** START OF Records for processing **
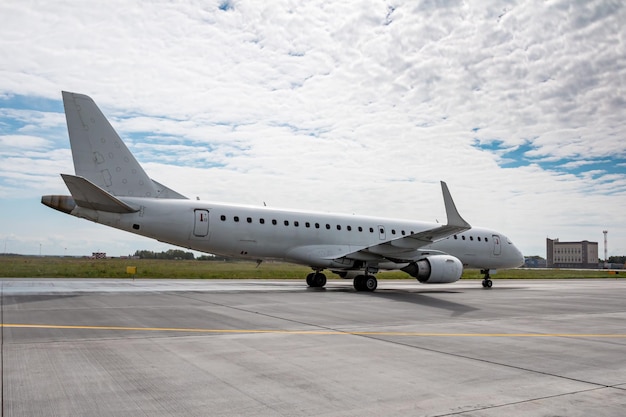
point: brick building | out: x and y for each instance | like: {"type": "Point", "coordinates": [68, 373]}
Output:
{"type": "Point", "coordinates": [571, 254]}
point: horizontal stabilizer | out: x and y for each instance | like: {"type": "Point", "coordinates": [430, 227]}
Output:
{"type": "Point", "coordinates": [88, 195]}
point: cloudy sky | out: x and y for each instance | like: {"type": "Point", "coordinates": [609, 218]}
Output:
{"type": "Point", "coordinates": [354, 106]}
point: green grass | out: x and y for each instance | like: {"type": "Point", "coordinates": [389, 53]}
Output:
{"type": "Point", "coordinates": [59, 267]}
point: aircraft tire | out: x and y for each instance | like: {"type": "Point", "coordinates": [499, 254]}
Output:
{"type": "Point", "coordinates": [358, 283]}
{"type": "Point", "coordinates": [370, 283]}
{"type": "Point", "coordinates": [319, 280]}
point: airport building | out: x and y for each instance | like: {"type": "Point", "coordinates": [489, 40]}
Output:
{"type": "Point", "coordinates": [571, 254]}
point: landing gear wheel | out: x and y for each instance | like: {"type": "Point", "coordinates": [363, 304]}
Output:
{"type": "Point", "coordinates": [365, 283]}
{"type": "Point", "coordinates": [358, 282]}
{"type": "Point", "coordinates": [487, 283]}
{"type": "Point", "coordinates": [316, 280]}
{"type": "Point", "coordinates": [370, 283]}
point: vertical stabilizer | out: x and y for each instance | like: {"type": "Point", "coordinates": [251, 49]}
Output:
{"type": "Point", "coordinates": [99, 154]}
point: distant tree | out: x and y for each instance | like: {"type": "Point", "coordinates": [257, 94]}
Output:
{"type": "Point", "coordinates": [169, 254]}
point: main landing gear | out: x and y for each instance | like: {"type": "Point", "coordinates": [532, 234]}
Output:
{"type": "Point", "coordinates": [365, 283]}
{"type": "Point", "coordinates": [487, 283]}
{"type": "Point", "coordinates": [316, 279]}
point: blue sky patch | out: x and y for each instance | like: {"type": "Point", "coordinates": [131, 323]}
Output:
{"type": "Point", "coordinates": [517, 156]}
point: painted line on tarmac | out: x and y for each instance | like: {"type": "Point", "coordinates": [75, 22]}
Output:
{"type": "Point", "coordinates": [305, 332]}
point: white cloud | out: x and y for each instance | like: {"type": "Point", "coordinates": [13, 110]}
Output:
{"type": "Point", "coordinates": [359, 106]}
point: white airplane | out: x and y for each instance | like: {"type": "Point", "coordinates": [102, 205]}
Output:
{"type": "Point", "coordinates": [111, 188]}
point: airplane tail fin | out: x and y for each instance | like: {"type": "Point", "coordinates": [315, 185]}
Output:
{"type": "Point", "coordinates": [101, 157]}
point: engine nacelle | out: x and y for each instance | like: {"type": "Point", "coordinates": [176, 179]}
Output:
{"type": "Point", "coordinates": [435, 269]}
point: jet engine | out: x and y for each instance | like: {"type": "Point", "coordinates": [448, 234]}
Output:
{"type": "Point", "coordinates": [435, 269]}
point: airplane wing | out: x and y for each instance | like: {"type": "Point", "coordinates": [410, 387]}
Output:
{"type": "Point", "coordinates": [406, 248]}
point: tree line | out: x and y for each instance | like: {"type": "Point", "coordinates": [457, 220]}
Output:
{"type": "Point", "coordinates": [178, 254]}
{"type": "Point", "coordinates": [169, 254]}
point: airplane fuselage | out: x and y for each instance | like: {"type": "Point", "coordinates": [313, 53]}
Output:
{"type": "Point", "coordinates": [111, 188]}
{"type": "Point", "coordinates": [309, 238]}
** END OF Records for processing **
** START OF Records for processing **
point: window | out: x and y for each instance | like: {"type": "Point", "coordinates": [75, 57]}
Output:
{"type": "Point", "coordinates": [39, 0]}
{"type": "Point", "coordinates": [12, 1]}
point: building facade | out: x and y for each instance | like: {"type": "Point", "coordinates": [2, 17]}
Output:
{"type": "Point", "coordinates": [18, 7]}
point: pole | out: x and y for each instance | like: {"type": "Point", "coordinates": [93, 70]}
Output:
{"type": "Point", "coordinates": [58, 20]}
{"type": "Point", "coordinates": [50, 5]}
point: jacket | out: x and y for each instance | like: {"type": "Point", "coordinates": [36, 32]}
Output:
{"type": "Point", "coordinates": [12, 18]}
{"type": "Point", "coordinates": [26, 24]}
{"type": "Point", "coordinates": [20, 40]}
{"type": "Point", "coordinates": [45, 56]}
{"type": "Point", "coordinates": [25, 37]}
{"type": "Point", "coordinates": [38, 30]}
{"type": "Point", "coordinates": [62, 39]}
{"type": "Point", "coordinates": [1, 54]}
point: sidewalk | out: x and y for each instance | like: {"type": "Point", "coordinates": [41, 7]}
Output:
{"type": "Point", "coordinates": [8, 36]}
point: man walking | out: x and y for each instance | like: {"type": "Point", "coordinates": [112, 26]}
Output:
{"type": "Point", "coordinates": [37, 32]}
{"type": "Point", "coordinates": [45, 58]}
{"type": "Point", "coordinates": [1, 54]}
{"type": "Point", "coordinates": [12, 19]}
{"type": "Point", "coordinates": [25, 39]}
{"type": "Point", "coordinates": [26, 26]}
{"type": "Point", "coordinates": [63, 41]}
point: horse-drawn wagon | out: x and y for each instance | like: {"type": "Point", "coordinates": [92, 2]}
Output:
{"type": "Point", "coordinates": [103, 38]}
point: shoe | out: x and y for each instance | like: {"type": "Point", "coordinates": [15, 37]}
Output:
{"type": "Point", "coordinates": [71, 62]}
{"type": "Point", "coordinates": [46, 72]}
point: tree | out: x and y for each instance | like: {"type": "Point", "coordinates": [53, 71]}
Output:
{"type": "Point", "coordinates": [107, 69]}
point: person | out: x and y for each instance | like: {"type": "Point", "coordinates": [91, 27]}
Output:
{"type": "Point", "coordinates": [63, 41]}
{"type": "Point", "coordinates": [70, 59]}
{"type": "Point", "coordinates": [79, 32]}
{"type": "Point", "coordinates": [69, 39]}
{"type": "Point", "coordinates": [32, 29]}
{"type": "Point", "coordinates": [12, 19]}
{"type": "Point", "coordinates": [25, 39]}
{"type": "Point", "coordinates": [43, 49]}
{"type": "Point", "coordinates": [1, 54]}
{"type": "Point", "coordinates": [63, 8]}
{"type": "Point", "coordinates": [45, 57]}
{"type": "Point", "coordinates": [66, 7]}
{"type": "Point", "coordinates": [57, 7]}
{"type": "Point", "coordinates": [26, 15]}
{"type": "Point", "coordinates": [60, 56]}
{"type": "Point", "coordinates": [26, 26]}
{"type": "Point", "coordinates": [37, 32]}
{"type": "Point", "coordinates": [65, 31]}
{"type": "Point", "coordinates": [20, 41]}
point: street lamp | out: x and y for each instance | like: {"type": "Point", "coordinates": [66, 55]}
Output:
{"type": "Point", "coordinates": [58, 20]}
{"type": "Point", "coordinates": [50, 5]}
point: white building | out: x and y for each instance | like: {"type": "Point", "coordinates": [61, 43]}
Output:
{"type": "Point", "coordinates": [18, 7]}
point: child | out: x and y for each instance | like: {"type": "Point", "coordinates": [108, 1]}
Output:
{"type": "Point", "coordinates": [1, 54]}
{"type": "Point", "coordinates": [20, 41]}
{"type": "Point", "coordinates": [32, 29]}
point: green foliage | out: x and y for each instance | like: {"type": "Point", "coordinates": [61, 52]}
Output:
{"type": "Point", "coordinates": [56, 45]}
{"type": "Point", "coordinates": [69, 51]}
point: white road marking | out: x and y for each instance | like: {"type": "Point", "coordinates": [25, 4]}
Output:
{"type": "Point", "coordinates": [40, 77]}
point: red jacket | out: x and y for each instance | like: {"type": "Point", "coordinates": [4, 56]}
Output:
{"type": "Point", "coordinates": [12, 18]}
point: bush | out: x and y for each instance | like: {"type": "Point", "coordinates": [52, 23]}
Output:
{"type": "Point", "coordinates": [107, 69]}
** END OF Records for processing **
** START OF Records for processing **
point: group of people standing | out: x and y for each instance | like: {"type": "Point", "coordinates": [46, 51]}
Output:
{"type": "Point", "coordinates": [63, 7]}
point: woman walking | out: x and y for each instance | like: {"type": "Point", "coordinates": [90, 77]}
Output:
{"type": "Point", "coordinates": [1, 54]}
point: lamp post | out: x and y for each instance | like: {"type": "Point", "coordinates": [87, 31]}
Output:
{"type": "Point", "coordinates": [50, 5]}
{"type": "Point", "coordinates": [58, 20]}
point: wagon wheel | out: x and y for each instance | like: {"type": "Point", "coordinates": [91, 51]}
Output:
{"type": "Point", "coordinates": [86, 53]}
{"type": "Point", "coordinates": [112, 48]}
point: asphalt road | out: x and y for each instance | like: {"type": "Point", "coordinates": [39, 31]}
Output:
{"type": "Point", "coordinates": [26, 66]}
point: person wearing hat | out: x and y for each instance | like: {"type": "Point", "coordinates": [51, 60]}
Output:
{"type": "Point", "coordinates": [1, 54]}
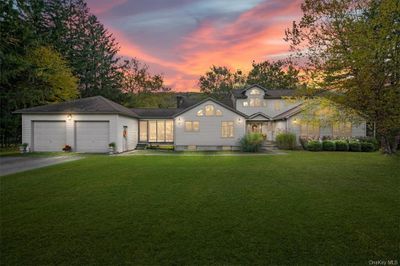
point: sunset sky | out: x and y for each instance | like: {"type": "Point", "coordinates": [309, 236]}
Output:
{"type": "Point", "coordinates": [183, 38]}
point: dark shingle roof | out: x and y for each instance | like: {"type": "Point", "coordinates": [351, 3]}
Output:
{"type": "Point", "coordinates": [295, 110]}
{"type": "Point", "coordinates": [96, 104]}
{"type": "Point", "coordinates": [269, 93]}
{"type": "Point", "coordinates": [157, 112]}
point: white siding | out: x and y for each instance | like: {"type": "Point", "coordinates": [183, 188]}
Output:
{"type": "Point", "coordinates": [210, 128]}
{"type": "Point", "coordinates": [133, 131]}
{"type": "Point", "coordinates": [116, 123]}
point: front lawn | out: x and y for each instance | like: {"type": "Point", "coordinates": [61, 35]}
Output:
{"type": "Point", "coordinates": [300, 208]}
** END OF Records for processing **
**What to work on:** Select every line of the records that contains the word "landing", and copy each one.

**Full solution:**
point: landing gear wheel | out: x and y for each instance | like: {"type": "Point", "coordinates": [363, 304]}
point: main landing gear | out: x and y for each instance | like: {"type": "Point", "coordinates": [532, 234]}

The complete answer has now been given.